Below is a listing to copy exactly; no image goes into the copy.

SOURCE DATA -

┄┄┄┄┄┄┄┄┄┄┄┄┄┄┄┄┄┄┄┄

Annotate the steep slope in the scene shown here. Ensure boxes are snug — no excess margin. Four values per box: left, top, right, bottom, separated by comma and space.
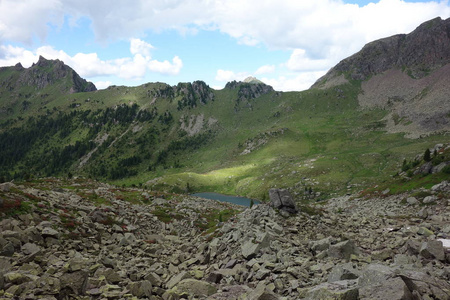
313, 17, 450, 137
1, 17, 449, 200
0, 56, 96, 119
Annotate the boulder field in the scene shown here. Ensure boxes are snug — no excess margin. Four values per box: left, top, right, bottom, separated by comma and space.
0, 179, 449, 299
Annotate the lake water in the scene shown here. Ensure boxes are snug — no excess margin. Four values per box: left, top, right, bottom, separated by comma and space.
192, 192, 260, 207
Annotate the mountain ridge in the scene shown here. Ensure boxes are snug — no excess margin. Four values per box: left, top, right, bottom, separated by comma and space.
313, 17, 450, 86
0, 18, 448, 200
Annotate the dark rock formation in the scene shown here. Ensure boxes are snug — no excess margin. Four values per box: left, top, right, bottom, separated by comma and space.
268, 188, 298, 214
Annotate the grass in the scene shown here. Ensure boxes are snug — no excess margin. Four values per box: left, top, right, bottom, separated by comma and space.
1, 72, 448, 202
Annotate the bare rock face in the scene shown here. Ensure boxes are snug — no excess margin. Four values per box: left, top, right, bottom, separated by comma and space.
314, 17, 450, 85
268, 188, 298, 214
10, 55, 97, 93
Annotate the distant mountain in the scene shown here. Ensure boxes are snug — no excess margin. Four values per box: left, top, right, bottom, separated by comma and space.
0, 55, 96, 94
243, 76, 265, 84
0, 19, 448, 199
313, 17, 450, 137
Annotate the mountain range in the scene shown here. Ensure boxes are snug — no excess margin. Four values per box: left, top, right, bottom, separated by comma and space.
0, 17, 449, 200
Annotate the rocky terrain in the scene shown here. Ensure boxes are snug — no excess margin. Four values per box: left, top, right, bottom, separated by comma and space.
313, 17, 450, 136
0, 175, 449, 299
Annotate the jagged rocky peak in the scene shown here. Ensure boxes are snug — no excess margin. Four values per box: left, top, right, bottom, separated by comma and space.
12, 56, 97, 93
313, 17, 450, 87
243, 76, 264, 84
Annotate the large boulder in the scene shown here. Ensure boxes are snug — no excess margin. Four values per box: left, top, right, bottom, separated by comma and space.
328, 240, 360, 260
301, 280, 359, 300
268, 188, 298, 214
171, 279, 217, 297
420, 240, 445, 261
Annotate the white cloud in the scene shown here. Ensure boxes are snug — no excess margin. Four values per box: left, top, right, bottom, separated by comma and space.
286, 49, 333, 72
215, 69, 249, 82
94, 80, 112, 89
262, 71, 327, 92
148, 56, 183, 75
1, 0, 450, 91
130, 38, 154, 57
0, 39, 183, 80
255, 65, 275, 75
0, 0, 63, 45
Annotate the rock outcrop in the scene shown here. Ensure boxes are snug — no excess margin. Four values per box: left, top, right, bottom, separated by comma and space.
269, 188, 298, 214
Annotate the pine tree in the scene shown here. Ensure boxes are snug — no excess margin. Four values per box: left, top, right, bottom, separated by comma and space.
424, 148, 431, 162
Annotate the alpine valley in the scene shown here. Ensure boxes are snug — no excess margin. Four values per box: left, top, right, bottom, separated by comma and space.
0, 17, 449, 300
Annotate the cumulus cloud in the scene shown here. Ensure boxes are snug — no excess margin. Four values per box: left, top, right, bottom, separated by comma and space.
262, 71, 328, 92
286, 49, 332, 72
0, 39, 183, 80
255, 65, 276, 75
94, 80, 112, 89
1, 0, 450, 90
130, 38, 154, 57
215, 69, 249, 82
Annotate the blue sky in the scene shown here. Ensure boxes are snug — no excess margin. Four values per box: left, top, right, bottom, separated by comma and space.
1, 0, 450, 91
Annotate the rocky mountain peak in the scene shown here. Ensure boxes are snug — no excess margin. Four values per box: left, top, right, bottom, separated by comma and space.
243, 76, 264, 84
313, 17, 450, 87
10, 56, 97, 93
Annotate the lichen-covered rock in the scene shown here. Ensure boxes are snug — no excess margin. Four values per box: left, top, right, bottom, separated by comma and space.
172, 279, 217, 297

┄┄┄┄┄┄┄┄┄┄┄┄┄┄┄┄┄┄┄┄

SOLUTION BELOW -
Annotate the steep slope in the scene shown here. Ensure boxes are snug — no excess margin. Four values per box: left, top, right, bottom, separated by comma and space.
313, 17, 450, 137
1, 17, 449, 200
0, 56, 96, 119
Annotate the boulder field in the scene shown here. Ensure boxes are snug — no excess margin. Four values per box: left, top, right, bottom, separated by comma and space.
0, 179, 449, 299
Annotate the lake water in the scene shown here. Ensure boxes are snug — no excess margin. Four values per box: left, top, right, bottom, separated by comma and space.
192, 192, 260, 207
Annotate the mountain ridge in the scene shown here. Ensure boxes are snug — no excess margin. Four values per box: left, top, right, bottom, separated by comma and space.
313, 17, 450, 86
0, 18, 448, 200
Annotate the dark rock formation in the scene shown here. Ensure boxes are snug — no excess margin. Four values per box: left, top, right, bottom, separated by comma and space.
268, 188, 298, 214
Annotate the grass in the scene shown here. Ensure boxes are snug — no excess margin. Four values per box: left, top, right, bottom, separated by comma and space.
1, 72, 448, 202
Annotate the bare rock face in the scene shown here. Ensure boxes are snug — no excess margin. Four values per box: left, top, right, bottom, separated by comma and space.
314, 17, 450, 85
268, 188, 298, 214
10, 55, 97, 93
Annotate the distant mountain in the scene shown here. Ensure boxes are snug — no excess margin. Four values per box: left, top, right, bottom, separated by comma and space.
0, 55, 96, 94
243, 76, 265, 84
0, 19, 448, 199
313, 17, 450, 137
Annotate the mountain range in the scene shown here. Ensure boxes are snug — no excess margin. Four values per box: left, top, right, bottom, separated by comma and space.
0, 17, 449, 200
Annotate the rocky terrain in the scene shown here. Ensure boxes are snug — no excess margin. Four values per box: left, top, right, bottom, separated by comma and space.
313, 17, 450, 136
0, 175, 449, 299
Annotate the jagged rocky peak in the scene shown here. Ensure boxes are snug — no excess margin. Four values per box: left, top, right, bottom, separated by comma and space.
12, 56, 97, 93
313, 17, 450, 87
243, 76, 264, 84
Annotate the large boulder in the scene shown here. Ensure boxes are snug — no excess margin. Four values per box: left, top, right, bottom, separated by comma and space.
328, 240, 360, 260
301, 280, 359, 300
268, 188, 298, 214
171, 279, 217, 297
420, 240, 445, 261
Annotate the white cloud in the scene shown here. Ensure boxes are snug — no excess margin. Four values per box: left, top, right, bottom, separated by comma and space.
286, 49, 333, 72
215, 69, 249, 82
94, 80, 112, 89
262, 71, 327, 92
148, 56, 183, 75
1, 0, 450, 91
130, 38, 154, 57
0, 39, 183, 80
255, 65, 275, 75
0, 0, 63, 45
Annotate the rock outcrop in the scene shown here. Ensure boxes are snug — no excess margin. Four values per box: left, top, right, bottom, separated by comma and space.
269, 188, 298, 214
Annotate the pine tree in the scene shown here. Ensure boxes are snug — no excess margin. Four values per box: left, top, right, bottom, separated by comma and space.
424, 148, 431, 162
Annotate the alpine valley in the scene shown here. Ensure boxes are snug — no excess margin. Four values per box: left, top, right, bottom, separated by comma and space.
0, 17, 449, 300
Annotate the cumulus cloud in the scene shown here. Ensure boxes are snug — no excess margin. Four values per box: left, top, right, bottom, separated by comma and space.
262, 71, 328, 92
286, 49, 332, 72
0, 39, 183, 80
255, 65, 276, 75
94, 80, 112, 89
1, 0, 450, 90
130, 38, 154, 57
215, 69, 249, 82
Annotate the blue sky in the scene shown here. Ensure boxes are snug — no excess margin. Four values per box: left, top, right, bottom, separated by comma and space.
1, 0, 450, 91
Annotate the rocky mountain peak in the scene shown here. Ensure boxes are snug — no excess margin. Four values per box: left, top, right, bottom, separated by comma and space.
243, 76, 264, 84
313, 17, 450, 87
10, 56, 97, 93
Annotate the lichen-covered rock in the scene shown here. Ensure boxes are snug — no excess margin. Four values per box: left, top, right, bottom, separated by comma and space.
172, 279, 217, 297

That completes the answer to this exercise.